# [PROBLEM]
The expected output is a copy of every line in the records with the string "twig".

# [DATASET RECORDS]
☆ ☆ ☆ ☆ ☆
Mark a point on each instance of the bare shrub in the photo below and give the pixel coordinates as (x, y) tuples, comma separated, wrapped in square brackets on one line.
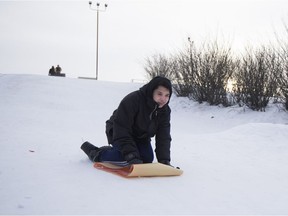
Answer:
[(202, 74), (256, 80)]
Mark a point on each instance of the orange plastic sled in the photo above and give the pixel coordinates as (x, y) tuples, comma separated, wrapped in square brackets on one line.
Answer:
[(140, 170)]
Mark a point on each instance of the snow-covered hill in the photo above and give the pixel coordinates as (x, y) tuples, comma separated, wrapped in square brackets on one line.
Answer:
[(235, 161)]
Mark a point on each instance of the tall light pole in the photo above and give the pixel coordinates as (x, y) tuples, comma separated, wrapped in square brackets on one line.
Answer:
[(97, 9)]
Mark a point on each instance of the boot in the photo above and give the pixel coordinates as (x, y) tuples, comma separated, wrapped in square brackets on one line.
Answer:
[(92, 151)]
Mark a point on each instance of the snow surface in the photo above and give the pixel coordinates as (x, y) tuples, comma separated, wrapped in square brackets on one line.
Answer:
[(235, 160)]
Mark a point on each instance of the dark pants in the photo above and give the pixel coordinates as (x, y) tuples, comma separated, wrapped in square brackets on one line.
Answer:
[(114, 154)]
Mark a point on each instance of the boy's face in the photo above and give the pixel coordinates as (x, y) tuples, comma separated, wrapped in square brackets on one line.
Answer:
[(161, 96)]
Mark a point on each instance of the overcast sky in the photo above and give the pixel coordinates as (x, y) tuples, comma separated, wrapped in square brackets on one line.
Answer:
[(38, 34)]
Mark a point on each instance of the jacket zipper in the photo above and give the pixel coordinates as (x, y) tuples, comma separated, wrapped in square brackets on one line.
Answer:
[(155, 109)]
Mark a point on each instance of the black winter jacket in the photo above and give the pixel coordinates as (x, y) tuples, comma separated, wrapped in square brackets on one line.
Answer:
[(138, 118)]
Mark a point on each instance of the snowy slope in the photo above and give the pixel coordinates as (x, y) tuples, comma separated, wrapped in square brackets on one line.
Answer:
[(235, 161)]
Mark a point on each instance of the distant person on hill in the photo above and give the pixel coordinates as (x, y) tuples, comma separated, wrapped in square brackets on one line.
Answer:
[(52, 71), (142, 114)]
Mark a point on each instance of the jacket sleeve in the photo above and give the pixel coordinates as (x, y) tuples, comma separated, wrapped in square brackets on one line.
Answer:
[(163, 137), (123, 122)]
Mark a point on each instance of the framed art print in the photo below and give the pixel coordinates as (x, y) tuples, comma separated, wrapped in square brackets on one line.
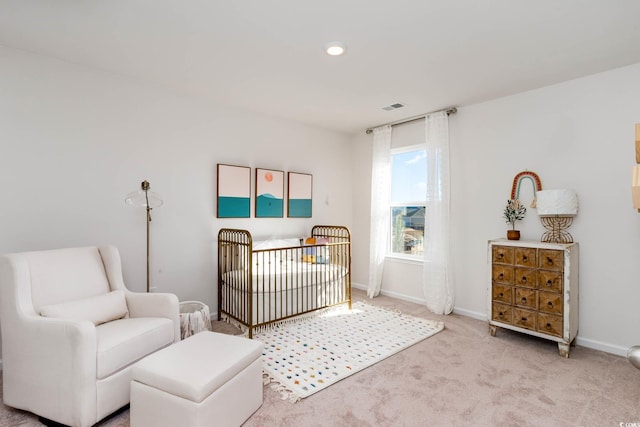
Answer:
[(269, 193), (234, 191), (300, 200)]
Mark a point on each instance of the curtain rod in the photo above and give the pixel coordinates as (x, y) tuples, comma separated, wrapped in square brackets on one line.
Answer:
[(449, 111)]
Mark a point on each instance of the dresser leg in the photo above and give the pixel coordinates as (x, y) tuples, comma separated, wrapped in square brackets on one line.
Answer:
[(563, 349)]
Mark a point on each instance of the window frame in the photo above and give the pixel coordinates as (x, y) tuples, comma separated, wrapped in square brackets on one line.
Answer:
[(421, 203)]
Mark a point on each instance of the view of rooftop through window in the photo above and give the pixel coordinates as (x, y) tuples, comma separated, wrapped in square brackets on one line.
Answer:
[(408, 194)]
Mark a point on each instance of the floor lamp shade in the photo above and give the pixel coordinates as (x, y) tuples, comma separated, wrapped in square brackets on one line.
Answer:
[(145, 198)]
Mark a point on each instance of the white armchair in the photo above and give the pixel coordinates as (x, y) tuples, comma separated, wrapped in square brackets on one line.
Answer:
[(71, 331)]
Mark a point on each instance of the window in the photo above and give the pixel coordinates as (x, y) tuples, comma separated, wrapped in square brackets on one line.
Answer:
[(408, 194)]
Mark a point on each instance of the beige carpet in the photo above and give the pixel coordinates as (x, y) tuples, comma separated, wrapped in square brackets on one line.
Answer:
[(459, 377)]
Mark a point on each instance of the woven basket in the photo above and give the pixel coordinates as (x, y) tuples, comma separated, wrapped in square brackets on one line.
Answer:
[(194, 318)]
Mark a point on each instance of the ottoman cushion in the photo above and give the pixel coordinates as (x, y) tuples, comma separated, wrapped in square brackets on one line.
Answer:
[(197, 366)]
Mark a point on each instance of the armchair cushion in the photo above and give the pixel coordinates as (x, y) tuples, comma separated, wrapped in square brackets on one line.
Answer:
[(98, 309), (124, 341)]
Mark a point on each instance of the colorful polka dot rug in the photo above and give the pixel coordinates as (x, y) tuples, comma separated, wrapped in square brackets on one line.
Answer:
[(304, 356)]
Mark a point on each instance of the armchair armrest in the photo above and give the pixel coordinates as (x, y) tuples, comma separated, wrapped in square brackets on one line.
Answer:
[(155, 305), (60, 356)]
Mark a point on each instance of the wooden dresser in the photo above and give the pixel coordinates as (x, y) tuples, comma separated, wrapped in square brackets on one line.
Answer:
[(533, 289)]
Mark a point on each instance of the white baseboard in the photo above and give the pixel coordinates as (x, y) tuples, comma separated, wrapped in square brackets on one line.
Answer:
[(584, 342), (602, 346), (470, 313)]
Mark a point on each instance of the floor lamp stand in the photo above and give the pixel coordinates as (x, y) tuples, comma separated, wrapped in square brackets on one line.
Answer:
[(147, 199)]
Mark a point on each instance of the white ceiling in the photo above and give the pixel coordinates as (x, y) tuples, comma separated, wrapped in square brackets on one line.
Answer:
[(267, 56)]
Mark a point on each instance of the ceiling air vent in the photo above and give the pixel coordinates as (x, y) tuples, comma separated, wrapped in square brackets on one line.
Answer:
[(393, 107)]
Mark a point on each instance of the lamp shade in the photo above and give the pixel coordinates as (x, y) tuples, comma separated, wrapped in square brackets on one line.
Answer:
[(144, 197), (635, 186), (139, 199), (557, 202)]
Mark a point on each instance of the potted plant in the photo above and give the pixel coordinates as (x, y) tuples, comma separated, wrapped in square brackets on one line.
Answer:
[(514, 211)]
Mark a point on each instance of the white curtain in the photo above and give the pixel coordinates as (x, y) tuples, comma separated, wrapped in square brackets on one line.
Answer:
[(380, 197), (437, 272)]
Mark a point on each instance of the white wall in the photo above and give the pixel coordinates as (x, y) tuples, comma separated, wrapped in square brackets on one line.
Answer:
[(578, 134), (74, 142)]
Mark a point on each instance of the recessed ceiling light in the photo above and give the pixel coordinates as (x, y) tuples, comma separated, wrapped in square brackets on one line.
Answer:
[(335, 48)]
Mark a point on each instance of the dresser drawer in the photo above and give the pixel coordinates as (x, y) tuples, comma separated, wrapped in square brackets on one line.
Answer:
[(524, 318), (525, 277), (526, 297), (550, 324), (502, 254), (551, 259), (502, 274), (550, 280), (502, 293), (501, 312), (550, 302), (526, 257)]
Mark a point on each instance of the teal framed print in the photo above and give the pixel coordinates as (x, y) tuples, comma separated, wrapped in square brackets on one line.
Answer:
[(234, 191), (300, 195), (269, 193)]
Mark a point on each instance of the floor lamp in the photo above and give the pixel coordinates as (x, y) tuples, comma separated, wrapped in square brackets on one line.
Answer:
[(145, 198)]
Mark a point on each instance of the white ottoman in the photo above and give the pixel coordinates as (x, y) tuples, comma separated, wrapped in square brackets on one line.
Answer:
[(207, 379)]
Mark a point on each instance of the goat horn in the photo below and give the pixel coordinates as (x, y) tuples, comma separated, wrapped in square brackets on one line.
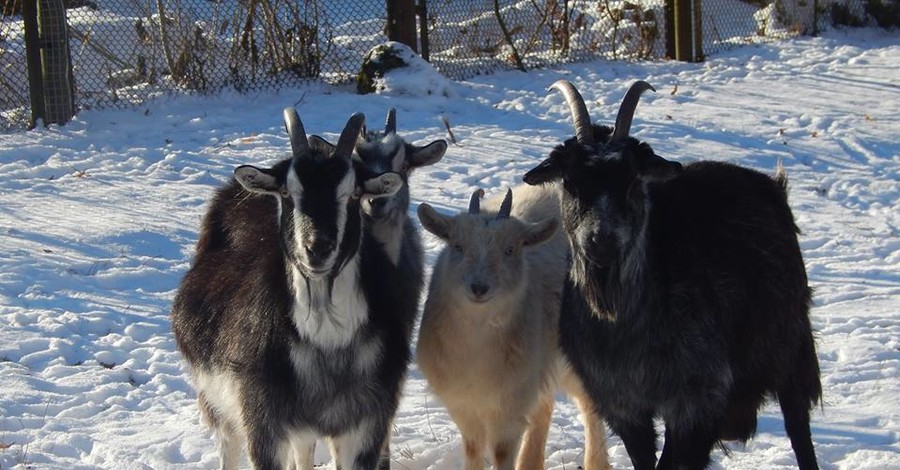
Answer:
[(505, 206), (350, 135), (475, 201), (390, 126), (584, 132), (626, 109), (299, 144)]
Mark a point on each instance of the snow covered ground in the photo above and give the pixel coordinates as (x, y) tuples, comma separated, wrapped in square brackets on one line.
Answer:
[(98, 220)]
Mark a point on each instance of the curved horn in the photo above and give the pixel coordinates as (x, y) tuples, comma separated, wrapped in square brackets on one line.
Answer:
[(584, 132), (390, 125), (349, 135), (505, 206), (626, 109), (299, 144), (475, 201)]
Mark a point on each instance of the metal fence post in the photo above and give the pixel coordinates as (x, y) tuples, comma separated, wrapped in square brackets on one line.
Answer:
[(423, 28), (401, 22), (56, 68)]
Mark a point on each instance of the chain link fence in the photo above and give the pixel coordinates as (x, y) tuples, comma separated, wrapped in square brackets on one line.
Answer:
[(124, 52)]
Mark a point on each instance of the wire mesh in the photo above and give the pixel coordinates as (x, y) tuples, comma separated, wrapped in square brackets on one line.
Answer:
[(124, 52), (477, 36)]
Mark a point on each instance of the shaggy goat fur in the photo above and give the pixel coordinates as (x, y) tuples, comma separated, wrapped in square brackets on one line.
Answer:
[(287, 315), (488, 343), (687, 298)]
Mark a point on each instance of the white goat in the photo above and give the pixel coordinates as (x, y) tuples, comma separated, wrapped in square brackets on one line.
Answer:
[(488, 343)]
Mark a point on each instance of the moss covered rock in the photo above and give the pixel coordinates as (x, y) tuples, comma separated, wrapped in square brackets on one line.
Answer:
[(394, 68)]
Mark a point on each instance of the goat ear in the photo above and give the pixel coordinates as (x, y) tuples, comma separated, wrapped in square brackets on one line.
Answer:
[(653, 168), (437, 224), (256, 180), (540, 232), (428, 155), (547, 171)]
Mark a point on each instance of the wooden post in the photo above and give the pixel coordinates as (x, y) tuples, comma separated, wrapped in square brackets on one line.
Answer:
[(33, 59), (401, 22), (684, 30)]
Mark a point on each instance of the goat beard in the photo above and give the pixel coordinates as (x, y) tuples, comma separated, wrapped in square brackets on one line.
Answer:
[(593, 281)]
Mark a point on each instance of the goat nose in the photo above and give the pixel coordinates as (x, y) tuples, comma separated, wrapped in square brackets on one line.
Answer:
[(319, 249), (377, 202), (478, 288)]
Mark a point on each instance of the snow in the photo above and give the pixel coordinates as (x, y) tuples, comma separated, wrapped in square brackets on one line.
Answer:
[(98, 220)]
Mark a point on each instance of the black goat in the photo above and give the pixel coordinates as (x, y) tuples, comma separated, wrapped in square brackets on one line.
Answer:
[(687, 297), (387, 219), (286, 316)]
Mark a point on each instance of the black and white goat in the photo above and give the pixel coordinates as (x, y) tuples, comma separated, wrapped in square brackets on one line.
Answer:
[(387, 217), (286, 315), (687, 298)]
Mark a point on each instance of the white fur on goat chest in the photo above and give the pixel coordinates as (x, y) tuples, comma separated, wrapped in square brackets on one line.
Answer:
[(329, 322)]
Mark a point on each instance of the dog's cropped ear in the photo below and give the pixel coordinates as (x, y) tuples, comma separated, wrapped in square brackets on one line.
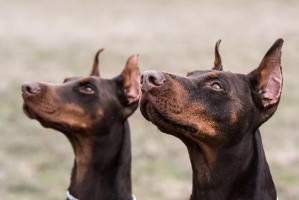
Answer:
[(267, 79), (95, 67), (217, 62), (131, 84)]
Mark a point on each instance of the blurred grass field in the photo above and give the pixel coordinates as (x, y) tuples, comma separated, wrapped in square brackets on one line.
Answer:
[(49, 40)]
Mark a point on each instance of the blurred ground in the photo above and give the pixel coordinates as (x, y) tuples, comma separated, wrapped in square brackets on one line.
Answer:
[(49, 40)]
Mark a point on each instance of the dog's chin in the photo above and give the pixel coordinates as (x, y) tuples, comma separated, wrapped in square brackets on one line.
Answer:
[(163, 121), (43, 119)]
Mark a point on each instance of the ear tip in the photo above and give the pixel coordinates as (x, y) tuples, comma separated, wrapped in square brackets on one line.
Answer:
[(134, 57), (278, 43)]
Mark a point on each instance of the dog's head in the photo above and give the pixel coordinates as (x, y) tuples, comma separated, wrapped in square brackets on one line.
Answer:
[(80, 104), (213, 105)]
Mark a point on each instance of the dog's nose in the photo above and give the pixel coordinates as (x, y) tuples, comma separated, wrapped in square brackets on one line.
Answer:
[(151, 79), (30, 88)]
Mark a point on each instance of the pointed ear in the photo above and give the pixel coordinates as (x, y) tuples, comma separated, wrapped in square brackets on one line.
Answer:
[(95, 67), (267, 78), (217, 62), (131, 77)]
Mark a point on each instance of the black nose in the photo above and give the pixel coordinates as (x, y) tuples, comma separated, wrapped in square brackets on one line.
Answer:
[(30, 88), (151, 79)]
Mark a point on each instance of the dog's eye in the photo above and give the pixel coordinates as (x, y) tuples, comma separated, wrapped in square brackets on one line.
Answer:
[(86, 89), (216, 86)]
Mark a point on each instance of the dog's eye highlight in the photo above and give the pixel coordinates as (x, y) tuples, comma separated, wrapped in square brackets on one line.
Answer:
[(86, 89), (216, 86)]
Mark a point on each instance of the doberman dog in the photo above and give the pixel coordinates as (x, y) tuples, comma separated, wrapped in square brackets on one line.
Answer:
[(217, 115), (92, 113)]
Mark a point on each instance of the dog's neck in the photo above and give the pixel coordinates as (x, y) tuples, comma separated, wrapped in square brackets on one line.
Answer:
[(229, 172), (102, 166)]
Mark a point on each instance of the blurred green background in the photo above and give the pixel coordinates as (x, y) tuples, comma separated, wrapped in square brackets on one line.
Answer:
[(49, 40)]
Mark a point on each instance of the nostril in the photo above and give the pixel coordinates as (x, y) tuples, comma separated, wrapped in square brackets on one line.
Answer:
[(156, 79), (151, 79)]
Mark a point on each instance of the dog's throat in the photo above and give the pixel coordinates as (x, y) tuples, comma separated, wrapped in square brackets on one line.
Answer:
[(166, 122)]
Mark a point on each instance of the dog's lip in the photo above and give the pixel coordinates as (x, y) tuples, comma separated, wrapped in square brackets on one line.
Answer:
[(48, 124), (144, 106)]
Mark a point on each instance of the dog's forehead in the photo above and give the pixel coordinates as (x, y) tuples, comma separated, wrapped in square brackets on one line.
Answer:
[(82, 79), (210, 73)]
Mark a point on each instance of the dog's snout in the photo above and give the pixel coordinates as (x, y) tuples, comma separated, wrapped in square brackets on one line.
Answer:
[(151, 79), (30, 88)]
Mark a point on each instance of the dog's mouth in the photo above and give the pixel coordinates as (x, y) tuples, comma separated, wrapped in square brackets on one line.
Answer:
[(44, 117), (164, 122)]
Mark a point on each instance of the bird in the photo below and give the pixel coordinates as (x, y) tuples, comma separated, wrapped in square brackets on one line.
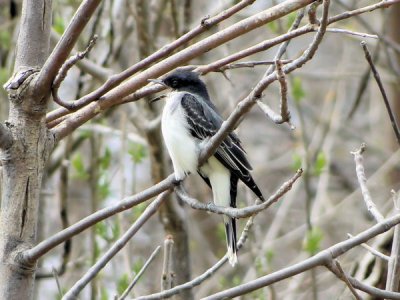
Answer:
[(189, 120)]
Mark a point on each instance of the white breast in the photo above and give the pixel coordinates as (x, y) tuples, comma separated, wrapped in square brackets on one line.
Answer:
[(182, 147)]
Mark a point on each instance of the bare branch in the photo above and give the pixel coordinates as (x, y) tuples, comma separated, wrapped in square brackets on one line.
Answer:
[(383, 92), (373, 251), (240, 212), (244, 106), (207, 274), (336, 269), (393, 274), (140, 273), (362, 180), (66, 44), (45, 246), (69, 63), (6, 139), (119, 244), (115, 80), (133, 84), (320, 259), (167, 276)]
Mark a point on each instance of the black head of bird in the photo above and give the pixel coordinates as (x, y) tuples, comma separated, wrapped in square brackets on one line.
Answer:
[(182, 80)]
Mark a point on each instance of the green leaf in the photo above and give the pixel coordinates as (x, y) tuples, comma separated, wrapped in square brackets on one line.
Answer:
[(297, 89), (79, 167), (5, 39), (122, 283), (103, 187), (273, 26), (103, 293), (137, 152), (320, 163), (312, 241), (137, 265), (290, 19), (105, 159), (4, 75), (269, 256), (101, 229), (59, 25), (296, 161)]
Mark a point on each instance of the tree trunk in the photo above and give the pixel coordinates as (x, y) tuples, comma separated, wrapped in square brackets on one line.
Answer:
[(24, 161)]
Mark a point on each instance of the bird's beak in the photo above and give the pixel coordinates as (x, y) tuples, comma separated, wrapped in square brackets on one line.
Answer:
[(157, 99), (157, 81)]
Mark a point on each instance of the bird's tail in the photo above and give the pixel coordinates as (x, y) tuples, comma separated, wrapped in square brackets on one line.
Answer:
[(231, 239)]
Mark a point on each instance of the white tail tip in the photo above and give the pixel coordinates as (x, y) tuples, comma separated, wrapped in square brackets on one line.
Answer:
[(232, 257)]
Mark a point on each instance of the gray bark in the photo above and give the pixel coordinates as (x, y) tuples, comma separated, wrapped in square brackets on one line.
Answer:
[(24, 161)]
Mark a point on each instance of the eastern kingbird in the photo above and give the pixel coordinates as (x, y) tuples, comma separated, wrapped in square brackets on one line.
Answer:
[(189, 119)]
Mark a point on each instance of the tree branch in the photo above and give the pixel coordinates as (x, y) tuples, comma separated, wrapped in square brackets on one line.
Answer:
[(66, 44), (140, 273), (372, 209), (238, 213), (115, 80), (69, 63), (213, 41), (207, 274), (6, 139), (119, 244), (320, 259), (383, 92), (45, 246)]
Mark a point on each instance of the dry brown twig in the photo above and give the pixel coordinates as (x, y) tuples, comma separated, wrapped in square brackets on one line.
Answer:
[(239, 212), (382, 90), (168, 274), (362, 180), (118, 245), (62, 73), (140, 273)]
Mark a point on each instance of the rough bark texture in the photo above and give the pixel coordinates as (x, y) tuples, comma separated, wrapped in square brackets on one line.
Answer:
[(24, 161)]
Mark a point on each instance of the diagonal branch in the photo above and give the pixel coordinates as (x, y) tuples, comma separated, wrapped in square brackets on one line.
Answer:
[(362, 180), (6, 139), (115, 80), (119, 244), (45, 246), (383, 92), (66, 44), (239, 212), (320, 259), (69, 63)]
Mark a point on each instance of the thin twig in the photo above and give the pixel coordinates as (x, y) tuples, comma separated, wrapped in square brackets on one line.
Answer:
[(322, 258), (350, 32), (45, 246), (167, 275), (66, 43), (69, 63), (373, 251), (6, 139), (143, 92), (342, 275), (207, 274), (383, 92), (238, 213), (362, 180), (118, 245), (115, 80), (393, 273), (140, 273)]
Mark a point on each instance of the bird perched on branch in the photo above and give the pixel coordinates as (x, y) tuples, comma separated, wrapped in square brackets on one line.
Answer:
[(189, 119)]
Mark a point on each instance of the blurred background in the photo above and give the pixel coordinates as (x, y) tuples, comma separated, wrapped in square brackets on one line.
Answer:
[(334, 104)]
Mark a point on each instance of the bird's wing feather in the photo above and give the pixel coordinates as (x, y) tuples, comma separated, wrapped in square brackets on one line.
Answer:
[(203, 123)]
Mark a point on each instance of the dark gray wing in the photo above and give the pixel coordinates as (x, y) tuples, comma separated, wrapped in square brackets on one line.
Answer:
[(203, 123)]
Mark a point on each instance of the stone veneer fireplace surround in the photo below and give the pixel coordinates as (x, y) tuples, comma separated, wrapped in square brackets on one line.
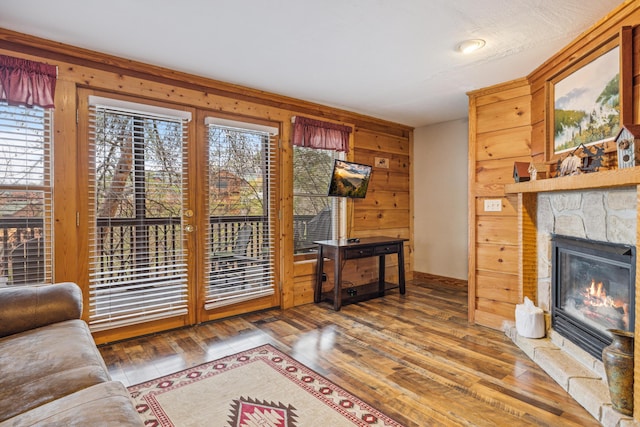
☆ ☆ ☆ ☆ ☆
# [EXERCISE SOLUTION]
Mark a point on each instance of the dry brown twig in the photo above and give the pixel coordinates as (x, y) tuples, comma separated, wrapped in square brackets on one line.
Mark a point on each instance of the thin twig in the photo above and give the pixel coordinates as (x, y) tuples, comma separated, wrapped in square brackets on one line.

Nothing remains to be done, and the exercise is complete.